**Task set:**
A – Who is the only defensive back ever drafted first overall, according to the article on first-pick NFL quarterbacks?
B – Resume the article on first-pick NFL quarterbacks right after its final sentence.

** start of Selection **

In honor of the NFL Draft — now that it’s May, and we’re officially within a week of the 2014 NFL Draft (!) — we’re going to take a look at the much hyped, most famous, most impressive position in the game of football: the quarterback. While the 2014 draft class has generated a lot of excitement from its QB prospects, especially perpetual lightning rod Johnny Manziel, who has gone on record saying he’d love to be picked first overall by his “hometown” Houston Texans, since Manziel was raised in the Lone Star State.
While no one outside Johnny Football seriously expects him to be taken at the top of the list, let alone a shoe in for the best quarterback available, most teams armed with the No. 1 overall pick have picked one beyond every other position (for the completist, the list looks like this: quarterback, running back, D-Line, O-line, wideout, linebacker, and Gary Glick, the only defensive back to ever be drafted first overall — he was taken in ’56).
So, with a special shoutout to Andrew Luck and Cam Newton (classes of ’12 and ’11, respectively), and exactly none of the shoutout for 2007 first overall pick JaMarcus Russell, here are the best quarterbacks to be taken with the first pick in the NFL draft since the NFL/AFL draft. Or, if you’d like, since 1970. They’re the same.
6. Drew Bledsoe — 1993, New England Patriots
Drew Bledsoe is a curious case. There’s an argument that the quarterback, who tallied almost 45,000 passing yards over the course of his fourteen-season career, got his — that notorious catchall for a player concerned with his own numbers — by virtue of quantity, rather than quality. And, certainly, while Drew Beldsoe was a good quarterback, he was never a consistently great quarterback, was he?
OK, so, anyone that can drag the Buffalo Bills to a winning season is probably worth some props (they went 9-7 with Bledsoe under center almost ten years ago, in 2004). And the four-time Pro Bowler did win a Super Bowl with the Patriots, even if he had been displaced as the starter by Tom Brady by then — then being 2001.

** end of Selection **
** start of Data lines **

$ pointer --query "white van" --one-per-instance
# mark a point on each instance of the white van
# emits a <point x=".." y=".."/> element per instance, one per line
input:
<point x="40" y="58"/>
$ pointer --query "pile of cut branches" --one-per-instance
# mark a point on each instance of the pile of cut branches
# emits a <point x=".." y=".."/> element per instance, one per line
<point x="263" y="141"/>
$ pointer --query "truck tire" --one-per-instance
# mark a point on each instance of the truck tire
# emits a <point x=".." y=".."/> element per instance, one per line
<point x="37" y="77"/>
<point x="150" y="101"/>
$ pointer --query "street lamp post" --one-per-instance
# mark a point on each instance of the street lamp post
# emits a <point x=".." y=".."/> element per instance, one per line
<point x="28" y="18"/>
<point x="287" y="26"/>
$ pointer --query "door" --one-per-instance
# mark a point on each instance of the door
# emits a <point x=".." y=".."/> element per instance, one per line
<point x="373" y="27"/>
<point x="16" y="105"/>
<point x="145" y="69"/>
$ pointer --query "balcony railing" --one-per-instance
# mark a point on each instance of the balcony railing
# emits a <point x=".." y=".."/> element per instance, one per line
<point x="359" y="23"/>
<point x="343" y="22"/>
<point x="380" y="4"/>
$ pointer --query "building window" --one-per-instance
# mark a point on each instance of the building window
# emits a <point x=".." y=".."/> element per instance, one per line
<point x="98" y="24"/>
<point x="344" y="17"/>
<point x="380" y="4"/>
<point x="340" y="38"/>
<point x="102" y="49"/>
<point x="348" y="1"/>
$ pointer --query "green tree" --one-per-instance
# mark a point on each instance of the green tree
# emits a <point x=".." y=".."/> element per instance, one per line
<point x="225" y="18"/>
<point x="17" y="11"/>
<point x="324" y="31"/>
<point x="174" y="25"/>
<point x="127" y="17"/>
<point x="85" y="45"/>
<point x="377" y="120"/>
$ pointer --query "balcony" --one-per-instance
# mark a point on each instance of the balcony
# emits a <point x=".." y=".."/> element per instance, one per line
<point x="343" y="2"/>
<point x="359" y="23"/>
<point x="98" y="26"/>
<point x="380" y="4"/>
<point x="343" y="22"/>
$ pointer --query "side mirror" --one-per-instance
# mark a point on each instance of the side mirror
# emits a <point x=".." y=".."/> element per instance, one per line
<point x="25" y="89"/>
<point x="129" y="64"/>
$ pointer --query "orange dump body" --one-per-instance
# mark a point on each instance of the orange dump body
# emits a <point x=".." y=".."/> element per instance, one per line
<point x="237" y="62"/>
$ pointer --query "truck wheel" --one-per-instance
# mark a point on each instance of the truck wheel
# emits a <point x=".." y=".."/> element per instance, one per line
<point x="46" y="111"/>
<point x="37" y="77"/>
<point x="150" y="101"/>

** end of Data lines **

**In response:**
A – Gary Glick, taken in '56.

B –
Despite being eligible for the Hall of Fame since 2011, Bledsoe has yet to be voted in. His career remains kind of a shoulder shrug in the face of his contemporaries, the story being “he was good at throwing and he threw the ball a lot.” The fact that the Patriots were catapulted to title contention by Tom Brady so quickly after Bledsoe went down doesn’t help his case much, either.
5. Michael Vick — 2001, Atlanta Falcons
No, he can’t stay healthy. Yes, he’s definitely a bad person for his involvement in the dogfighting scandal that saw him serve jail time. Yes, he’s probably still the best running quarterback the NFL has seen, and maybe that the NFL will ever see. Vick, the first African-American quarterback to go first overall in the draft and still only 33, is currently signed to the New Jersey Jets, where he will battle for the starting spot with sophomore Geno Smith.
Most people remember Vick for his world beating performance in 2011 after he replaced Kevin Kolb, who would ultimately suffer so many concussions that his ability to play would be questioned, as the starter on the Philadelphia Eagles. Vick was nothing less than the catalyst for what would become the most exciting offense in the NFL. Ultimately garnering four Pro Bowl nods, Vick is the only player on this list who will probably never win at least one MVP award — while he did win Best Comeback Player in 2010, that year’s MVP was Tom Brady.
4. Troy Aikman — 1989, Dallas Cowboys
Troy Aikman is directly responsible for the legion of insufferable Dallas fans out there. Not the true-blue Cowboys supporters, who obviously get the benefit of the doubt when their allegiance is revealed because even though we’re all free to choose our own fandom, not a whole lot of us get to, you know?
No, the Cowboys fans that Aikman has to answer for are the early ’90s equivalent of the Miami Heat fans today. The frontrunners. Back when Aikman was putting in work with the Dallas Cowboys — and it was work, as the QB finished with three Super Bowl rings, a Super Bowl MVP nod, and six Pro-Bowl selections — they became synonymous with success, and no one did a better job explaining the Cowboy’s appeal, and Aikman’s, than Grantland’s Andrew Sharp.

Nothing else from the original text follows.